__The task__
Reproduce without alteration the lines of the data that begin with the line containing "Please trace the outline of every instance of the pool" and continue through the line containing "297 199 L 263", including both of those lines.

__Exercise input__
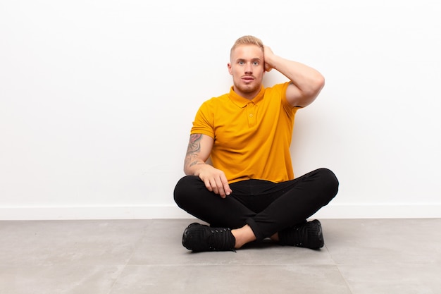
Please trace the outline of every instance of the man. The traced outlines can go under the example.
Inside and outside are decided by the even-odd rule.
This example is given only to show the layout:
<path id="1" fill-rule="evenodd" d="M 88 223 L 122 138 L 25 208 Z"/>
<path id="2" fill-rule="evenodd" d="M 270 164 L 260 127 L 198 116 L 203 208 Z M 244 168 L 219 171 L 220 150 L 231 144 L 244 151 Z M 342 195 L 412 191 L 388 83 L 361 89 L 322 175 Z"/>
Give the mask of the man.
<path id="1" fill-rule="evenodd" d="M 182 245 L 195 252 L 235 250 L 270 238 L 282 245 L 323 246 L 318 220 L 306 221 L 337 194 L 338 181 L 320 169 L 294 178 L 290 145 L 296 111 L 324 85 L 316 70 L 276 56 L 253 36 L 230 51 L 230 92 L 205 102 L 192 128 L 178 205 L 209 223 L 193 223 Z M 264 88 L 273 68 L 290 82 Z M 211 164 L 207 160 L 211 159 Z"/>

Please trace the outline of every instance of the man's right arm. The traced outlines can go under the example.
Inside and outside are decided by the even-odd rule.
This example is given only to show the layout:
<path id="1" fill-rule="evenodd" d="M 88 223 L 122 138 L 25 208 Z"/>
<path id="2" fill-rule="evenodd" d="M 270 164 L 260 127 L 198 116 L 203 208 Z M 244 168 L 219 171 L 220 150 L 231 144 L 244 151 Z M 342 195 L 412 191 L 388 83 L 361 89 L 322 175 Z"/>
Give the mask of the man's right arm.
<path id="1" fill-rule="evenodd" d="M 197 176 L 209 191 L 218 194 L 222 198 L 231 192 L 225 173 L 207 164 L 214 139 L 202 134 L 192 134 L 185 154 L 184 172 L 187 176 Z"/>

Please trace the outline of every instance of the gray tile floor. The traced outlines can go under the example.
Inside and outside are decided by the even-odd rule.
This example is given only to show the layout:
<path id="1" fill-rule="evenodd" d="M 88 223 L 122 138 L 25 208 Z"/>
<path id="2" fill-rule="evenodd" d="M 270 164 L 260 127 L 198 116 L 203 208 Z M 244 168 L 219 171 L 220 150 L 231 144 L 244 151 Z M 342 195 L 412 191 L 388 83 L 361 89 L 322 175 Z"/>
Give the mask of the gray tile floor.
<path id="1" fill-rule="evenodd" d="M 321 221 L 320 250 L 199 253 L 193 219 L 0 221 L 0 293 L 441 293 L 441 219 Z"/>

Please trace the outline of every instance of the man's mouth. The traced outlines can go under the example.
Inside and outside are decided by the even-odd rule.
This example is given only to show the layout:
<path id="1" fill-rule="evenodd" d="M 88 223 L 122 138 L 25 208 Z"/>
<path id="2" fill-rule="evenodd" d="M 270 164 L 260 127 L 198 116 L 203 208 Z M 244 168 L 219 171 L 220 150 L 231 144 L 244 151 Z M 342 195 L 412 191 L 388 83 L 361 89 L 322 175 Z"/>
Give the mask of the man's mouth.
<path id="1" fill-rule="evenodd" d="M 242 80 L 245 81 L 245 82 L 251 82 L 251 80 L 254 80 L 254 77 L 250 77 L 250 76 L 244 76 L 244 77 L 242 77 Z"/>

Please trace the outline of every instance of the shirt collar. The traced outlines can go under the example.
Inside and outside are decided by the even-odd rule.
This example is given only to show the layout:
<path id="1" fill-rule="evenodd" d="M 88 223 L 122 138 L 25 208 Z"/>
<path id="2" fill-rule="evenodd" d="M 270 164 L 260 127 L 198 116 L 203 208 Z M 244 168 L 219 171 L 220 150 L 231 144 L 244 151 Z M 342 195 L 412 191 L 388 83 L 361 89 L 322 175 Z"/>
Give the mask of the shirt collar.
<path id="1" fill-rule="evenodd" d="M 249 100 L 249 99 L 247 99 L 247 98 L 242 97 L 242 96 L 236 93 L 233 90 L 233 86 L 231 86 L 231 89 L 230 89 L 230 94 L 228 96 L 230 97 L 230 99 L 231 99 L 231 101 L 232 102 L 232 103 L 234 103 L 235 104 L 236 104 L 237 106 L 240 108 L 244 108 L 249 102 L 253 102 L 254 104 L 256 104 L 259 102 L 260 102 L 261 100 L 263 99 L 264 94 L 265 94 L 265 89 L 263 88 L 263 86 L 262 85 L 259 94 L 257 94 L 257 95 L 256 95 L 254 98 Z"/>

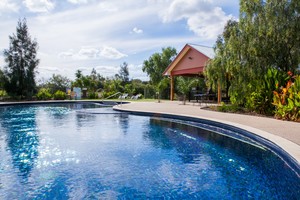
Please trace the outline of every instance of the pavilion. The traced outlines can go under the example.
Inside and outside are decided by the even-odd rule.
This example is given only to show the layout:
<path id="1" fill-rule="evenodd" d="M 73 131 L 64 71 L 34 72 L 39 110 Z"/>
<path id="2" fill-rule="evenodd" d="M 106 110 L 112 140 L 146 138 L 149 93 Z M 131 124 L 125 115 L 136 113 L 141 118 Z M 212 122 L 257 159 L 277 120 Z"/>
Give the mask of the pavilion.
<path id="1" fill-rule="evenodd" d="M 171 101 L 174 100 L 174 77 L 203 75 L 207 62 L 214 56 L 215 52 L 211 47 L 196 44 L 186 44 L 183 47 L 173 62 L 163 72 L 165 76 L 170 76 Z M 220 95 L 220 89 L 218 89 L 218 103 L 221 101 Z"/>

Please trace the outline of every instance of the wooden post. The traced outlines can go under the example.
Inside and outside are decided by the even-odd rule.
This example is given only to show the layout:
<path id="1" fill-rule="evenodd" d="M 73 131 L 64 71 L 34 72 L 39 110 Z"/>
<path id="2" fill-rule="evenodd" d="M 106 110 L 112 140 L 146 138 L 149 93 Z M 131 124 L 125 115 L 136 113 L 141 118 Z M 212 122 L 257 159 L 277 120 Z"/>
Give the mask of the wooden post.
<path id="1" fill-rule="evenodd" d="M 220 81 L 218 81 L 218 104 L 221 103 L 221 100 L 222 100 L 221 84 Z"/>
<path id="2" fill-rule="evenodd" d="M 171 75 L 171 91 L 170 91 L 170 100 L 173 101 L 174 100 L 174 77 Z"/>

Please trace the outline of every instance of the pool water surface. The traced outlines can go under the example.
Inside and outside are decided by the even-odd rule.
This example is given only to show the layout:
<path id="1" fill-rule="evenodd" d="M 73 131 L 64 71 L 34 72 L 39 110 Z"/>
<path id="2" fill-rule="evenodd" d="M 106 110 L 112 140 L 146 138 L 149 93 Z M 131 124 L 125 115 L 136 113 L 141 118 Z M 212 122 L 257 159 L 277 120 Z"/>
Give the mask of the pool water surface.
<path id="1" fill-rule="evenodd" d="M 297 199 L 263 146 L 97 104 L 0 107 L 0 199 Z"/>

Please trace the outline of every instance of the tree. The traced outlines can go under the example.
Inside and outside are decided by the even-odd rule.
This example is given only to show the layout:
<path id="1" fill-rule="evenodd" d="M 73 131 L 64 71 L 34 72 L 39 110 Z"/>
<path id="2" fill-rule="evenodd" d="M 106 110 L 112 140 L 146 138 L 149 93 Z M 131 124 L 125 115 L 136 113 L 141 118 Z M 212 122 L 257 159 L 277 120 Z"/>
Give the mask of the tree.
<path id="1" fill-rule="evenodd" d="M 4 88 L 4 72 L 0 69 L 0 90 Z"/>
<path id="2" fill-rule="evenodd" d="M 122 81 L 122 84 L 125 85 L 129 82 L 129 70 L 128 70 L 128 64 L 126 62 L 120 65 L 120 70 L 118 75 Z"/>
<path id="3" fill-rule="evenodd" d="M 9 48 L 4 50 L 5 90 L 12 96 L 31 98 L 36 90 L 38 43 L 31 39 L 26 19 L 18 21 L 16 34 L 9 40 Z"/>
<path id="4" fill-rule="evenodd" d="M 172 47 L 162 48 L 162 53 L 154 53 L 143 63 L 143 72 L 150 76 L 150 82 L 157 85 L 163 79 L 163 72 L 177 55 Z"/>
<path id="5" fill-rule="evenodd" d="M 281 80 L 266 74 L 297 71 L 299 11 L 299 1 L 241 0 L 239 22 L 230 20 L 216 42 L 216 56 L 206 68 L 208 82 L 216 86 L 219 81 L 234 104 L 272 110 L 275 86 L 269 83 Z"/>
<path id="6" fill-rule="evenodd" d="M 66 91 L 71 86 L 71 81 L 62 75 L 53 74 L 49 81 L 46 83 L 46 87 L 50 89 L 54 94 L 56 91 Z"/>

==

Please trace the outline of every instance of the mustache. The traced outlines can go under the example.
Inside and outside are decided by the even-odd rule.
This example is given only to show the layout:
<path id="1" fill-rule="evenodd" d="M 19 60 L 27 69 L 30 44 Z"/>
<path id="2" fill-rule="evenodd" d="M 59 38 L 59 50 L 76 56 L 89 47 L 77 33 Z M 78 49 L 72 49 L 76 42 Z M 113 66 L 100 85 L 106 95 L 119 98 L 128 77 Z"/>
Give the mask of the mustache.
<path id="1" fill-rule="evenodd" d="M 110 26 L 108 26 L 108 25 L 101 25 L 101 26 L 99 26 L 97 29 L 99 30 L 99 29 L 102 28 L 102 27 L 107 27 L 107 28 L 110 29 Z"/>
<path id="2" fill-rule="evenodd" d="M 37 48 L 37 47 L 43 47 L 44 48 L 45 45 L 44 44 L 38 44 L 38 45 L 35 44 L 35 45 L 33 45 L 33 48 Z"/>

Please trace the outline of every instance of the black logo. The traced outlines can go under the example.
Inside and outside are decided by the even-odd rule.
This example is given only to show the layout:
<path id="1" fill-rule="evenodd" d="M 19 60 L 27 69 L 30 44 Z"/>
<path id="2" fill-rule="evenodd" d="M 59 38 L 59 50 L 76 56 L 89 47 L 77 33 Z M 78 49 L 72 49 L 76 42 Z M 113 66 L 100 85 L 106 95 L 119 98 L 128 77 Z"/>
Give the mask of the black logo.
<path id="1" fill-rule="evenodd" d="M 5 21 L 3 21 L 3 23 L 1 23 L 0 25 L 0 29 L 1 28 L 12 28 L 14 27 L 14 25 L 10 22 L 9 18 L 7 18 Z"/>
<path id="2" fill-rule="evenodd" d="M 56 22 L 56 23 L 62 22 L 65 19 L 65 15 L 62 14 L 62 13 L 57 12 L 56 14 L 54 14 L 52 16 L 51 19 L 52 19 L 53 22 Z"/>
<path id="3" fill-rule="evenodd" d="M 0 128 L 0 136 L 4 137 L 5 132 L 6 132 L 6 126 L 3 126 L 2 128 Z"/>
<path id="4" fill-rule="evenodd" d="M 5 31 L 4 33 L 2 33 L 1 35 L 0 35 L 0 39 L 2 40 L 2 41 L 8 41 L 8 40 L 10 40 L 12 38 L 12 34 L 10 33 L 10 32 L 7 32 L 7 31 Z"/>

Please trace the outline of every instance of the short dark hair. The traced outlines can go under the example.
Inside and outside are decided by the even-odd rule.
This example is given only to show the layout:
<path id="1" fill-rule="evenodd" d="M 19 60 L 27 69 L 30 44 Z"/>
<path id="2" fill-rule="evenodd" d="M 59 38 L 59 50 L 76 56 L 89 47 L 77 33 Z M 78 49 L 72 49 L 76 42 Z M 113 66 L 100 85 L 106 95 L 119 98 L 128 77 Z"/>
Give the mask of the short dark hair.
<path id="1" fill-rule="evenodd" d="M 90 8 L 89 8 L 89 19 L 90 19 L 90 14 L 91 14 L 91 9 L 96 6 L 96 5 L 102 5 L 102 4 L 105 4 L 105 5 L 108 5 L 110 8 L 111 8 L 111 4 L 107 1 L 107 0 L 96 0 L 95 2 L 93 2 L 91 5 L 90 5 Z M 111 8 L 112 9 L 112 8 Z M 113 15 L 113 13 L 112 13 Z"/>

__Exercise solution__
Please trace the outline of every instance of the pool water surface. The traced outlines can go under the example.
Inside and outside are decided by the even-odd rule.
This example is given only to show the layout:
<path id="1" fill-rule="evenodd" d="M 73 131 L 64 71 L 34 72 L 39 110 Z"/>
<path id="2" fill-rule="evenodd" d="M 106 110 L 112 140 L 146 138 L 149 93 Z M 131 124 L 125 115 L 136 113 L 141 118 Z M 212 122 L 257 159 L 277 120 Z"/>
Give the mask of the pool water surface.
<path id="1" fill-rule="evenodd" d="M 297 199 L 263 146 L 97 104 L 0 107 L 0 199 Z"/>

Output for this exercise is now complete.